Problem statement:
Update all the records by changing "innermost point" to "central point" and keeping everything else the same. Leave the pictures out.

--- Start of Entries supplied ---

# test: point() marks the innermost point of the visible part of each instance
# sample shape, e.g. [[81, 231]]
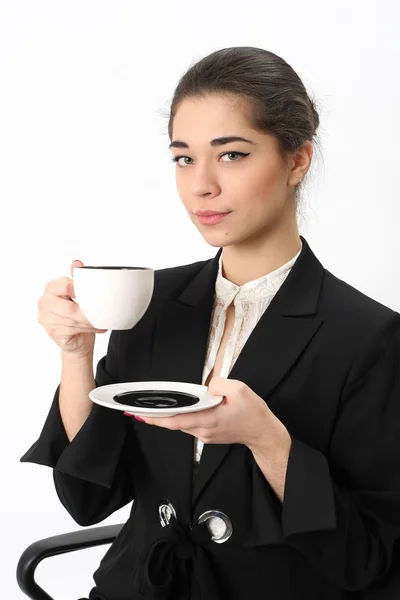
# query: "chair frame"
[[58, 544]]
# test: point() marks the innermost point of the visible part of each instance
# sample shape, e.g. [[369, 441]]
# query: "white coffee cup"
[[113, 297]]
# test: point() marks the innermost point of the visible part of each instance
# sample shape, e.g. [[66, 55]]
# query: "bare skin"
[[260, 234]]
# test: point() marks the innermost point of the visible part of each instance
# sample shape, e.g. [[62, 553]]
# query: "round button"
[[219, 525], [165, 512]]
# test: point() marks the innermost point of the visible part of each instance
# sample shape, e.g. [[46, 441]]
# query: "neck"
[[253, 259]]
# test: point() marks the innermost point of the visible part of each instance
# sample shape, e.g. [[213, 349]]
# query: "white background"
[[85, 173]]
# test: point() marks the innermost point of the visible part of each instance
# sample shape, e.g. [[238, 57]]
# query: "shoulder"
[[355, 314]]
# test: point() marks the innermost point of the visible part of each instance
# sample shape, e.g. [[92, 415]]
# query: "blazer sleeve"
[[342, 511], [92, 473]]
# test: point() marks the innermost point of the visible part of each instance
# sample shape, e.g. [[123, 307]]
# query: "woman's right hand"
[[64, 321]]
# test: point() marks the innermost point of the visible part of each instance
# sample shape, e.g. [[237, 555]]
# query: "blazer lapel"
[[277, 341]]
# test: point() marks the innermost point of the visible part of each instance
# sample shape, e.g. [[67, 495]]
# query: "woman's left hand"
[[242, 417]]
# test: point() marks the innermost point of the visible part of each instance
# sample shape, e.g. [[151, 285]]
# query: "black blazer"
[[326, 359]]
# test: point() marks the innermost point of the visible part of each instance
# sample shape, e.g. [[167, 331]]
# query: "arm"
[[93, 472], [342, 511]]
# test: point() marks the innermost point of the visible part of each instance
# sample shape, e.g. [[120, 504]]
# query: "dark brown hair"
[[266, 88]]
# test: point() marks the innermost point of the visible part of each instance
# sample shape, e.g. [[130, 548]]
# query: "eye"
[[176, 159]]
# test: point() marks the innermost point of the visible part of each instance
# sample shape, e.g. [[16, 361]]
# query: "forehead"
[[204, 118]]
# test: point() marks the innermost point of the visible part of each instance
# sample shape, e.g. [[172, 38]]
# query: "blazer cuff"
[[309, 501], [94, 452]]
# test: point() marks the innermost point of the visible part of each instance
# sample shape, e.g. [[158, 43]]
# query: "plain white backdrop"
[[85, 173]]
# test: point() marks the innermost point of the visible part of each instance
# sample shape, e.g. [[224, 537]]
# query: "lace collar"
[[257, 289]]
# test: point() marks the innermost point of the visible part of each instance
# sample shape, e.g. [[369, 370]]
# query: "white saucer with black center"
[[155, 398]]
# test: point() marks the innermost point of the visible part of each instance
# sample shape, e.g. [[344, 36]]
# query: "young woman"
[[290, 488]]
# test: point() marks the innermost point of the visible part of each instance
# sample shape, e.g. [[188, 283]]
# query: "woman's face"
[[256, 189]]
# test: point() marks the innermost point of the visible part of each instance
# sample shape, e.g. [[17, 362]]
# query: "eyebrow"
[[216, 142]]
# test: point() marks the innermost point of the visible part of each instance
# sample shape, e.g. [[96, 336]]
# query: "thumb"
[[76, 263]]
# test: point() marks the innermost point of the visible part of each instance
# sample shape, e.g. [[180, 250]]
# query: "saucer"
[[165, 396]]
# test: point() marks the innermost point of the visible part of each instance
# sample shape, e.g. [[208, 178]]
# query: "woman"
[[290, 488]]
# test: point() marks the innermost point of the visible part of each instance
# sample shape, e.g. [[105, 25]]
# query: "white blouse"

--- End of Entries supplied ---

Output for this exercise:
# test: point() marks the central point of the visible part of each instance
# sample shape, e.g. [[81, 231]]
# query: "chair frame"
[[58, 544]]
# test: point() marks the central point of the visible part of each instance
# sample shape, e.g. [[369, 441]]
# query: "white coffee cup"
[[113, 297]]
# test: point() marks the central point of the visible part of each instance
# sample shape, e.g. [[66, 55]]
# query: "bare skin"
[[260, 234]]
# test: point() marks the central point of the visible part of each instance
# sample shape, e.g. [[62, 553]]
# query: "round button"
[[219, 525], [165, 512]]
# test: point() marks the central point of the visible part of each instance
# sample shape, e.g. [[46, 441]]
# query: "neck"
[[253, 259]]
# test: point() marks the central point of the visible part of each instance
# sample shape, e.g. [[213, 349]]
# query: "white background"
[[85, 173]]
# test: point() marks the central point of the visible part of each instance
# sample shape, e.g. [[238, 57]]
# query: "shoulder"
[[355, 314]]
# test: point() marks the central point of the visible part of each instance
# sample shape, e.g. [[92, 415]]
# query: "blazer sleeve"
[[342, 511], [92, 473]]
# test: point() marks the central point of the visible part of each instance
# sample shape, e.g. [[123, 307]]
# query: "woman's right hand"
[[64, 321]]
# test: point() marks the central point of the visible part of each instance
# sample shape, e.g. [[237, 555]]
# query: "blazer lapel"
[[277, 341]]
# test: point() marks the central point of the visible part of each instance
# sample shape, e.g. [[67, 495]]
# query: "woman's left hand"
[[242, 417]]
# test: point() marks the central point of the visible part of each instance
# sample shape, e.g. [[151, 285]]
# query: "black blazer"
[[326, 359]]
# test: point() marks the central point of the visible part of each instance
# sample shape, e.g. [[167, 331]]
# query: "arm"
[[93, 472], [342, 511]]
# test: point() marks the central point of the visible part of each instance
# sample shape, e.g. [[120, 504]]
# query: "dark brown hair"
[[266, 88]]
# test: point() marks the central point of the visible part of each instance
# sample shape, e.g. [[130, 548]]
# query: "eye"
[[176, 159]]
# test: point() marks the central point of the visible part of each instance
# sample shape, e.g. [[16, 361]]
# query: "forehead"
[[204, 118]]
# test: point() marks the central point of the visible part of each instance
# sample shape, e.g. [[172, 38]]
# query: "blazer cuff"
[[309, 501], [94, 452]]
# test: point() marks the central point of the visible part of each instance
# sample shape, e.g. [[158, 43]]
# query: "plain white backdrop"
[[85, 173]]
# test: point() marks the central point of the visible part of each instance
# sample shape, e.g. [[224, 537]]
# query: "lace collar"
[[257, 289]]
# test: point() marks the central point of the visible part of each instance
# sample shape, e.g. [[369, 370]]
# query: "white saucer with black center"
[[155, 398]]
# test: point() marks the central point of the visible part of each instance
# sample shape, e.g. [[344, 36]]
# query: "young woman"
[[290, 488]]
# test: point() marks the central point of the visible part of each instance
# sample shape, e.g. [[188, 283]]
# query: "woman's face"
[[256, 189]]
# test: point() marks the central point of the visible part of each instance
# sample shape, e.g. [[17, 362]]
# query: "eyebrow"
[[216, 142]]
# test: point() marks the central point of the visible part of each instance
# sample shape, e.g. [[96, 336]]
# query: "thumb"
[[76, 263]]
# test: point() marks the central point of the visible part of each instance
# sample shape, e.g. [[180, 250]]
# query: "saucer"
[[165, 396]]
# test: point() marks the central point of the visible part of each instance
# sample shape, e.g. [[208, 178]]
# query: "woman"
[[290, 488]]
# test: point() marks the central point of the visible part of each instance
# sample shape, e.g. [[105, 25]]
# query: "white blouse"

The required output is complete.